[Extrait du document]
----------
Jacques Brel est un chanteur bien connu. Je vous proposerai ici une étude sur les thèmes fréquemment abordés dans ses chansons. Voici déjà un début :
SOMMAIRE
1. Introduction
2. Brel le moraliste
3. Les thèmes de ses chansons
4. Discographie
5. chronologique
6. alphabétique
7. par les autres
Index des noms cités
Index des lieux cités
Note préliminaire :
Le travail ci-dessous est une étude préliminaire à la réalisation d’une série d’émissions de radio consacrée aux chansons de Jacques Brel. Il n’a évidemment pas la prétention d’autres études faites sur Brel ou sur son oeuvre ou analysant ses textes d’un point de vue poétique, etc.
----------
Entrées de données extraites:
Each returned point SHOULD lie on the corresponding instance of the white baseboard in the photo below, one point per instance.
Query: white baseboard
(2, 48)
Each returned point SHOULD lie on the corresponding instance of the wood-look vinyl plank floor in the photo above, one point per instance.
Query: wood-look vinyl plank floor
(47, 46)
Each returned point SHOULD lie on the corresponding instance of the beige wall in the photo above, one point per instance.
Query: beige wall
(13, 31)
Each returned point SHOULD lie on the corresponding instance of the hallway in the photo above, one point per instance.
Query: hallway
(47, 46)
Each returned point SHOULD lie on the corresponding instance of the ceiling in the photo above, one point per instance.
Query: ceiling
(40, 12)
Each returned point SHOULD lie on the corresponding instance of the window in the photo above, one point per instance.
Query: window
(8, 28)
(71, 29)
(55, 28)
----------
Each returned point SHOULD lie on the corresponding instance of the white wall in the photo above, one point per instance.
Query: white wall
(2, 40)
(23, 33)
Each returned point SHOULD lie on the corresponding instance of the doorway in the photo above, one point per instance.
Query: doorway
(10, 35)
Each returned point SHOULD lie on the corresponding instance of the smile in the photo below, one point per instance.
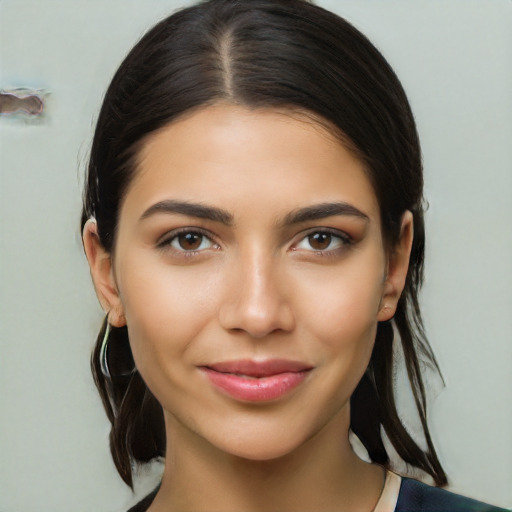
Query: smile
----------
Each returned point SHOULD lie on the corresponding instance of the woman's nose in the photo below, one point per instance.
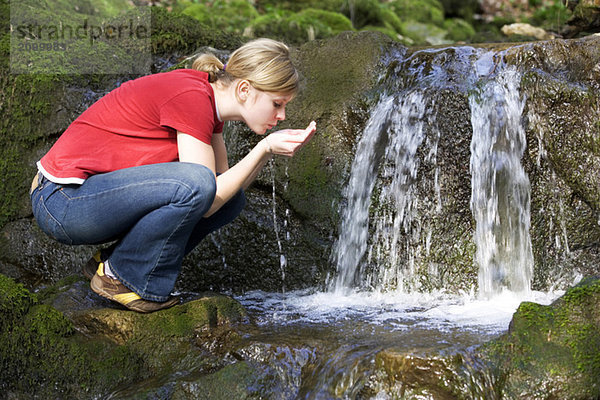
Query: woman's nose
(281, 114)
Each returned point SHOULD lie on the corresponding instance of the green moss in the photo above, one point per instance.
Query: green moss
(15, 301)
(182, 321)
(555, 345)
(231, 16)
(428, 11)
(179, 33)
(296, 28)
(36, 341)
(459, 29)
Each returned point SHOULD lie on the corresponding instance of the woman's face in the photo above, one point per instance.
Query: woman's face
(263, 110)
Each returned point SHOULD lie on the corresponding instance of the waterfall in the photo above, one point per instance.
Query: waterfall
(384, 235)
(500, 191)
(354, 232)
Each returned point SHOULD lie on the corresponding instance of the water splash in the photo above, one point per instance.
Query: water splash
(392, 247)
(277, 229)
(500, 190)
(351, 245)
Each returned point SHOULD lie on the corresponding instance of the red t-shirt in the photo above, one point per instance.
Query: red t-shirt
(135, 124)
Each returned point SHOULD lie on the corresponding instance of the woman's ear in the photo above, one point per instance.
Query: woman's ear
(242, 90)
----------
[Travail à faire]
1 - Recopiez tout ce qui va de "Jacques Brel est" jusqu'à "vue poétique, etc." dans l'extrait sur Jacques Brel, en remplaçant "émissions de radio" par "émissions de télévision".
2 - D'après l'extrait sur Jacques Brel, à quoi doit servir l'étude présentée ?

[Corrigé de l'exercice]
1 -
Jacques Brel est un chanteur bien connu. Je vous proposerai ici une étude sur les thèmes fréquemment abordés dans ses chansons. Voici déjà un début :
SOMMAIRE
1. Introduction
2. Brel le moraliste
3. Les thèmes de ses chansons
4. Discographie
5. chronologique
6. alphabétique
7. par les autres
Index des noms cités
Index des lieux cités
Note préliminaire :
Le travail ci-dessous est une étude préliminaire à la réalisation d’une série d’émissions de télévision consacrée aux chansons de Jacques Brel. Il n’a évidemment pas la prétention d’autres études faites sur Brel ou sur son oeuvre ou analysant ses textes d’un point de vue poétique, etc.

2 - Elle prépare une série d'émissions de radio consacrée aux chansons de Jacques Brel.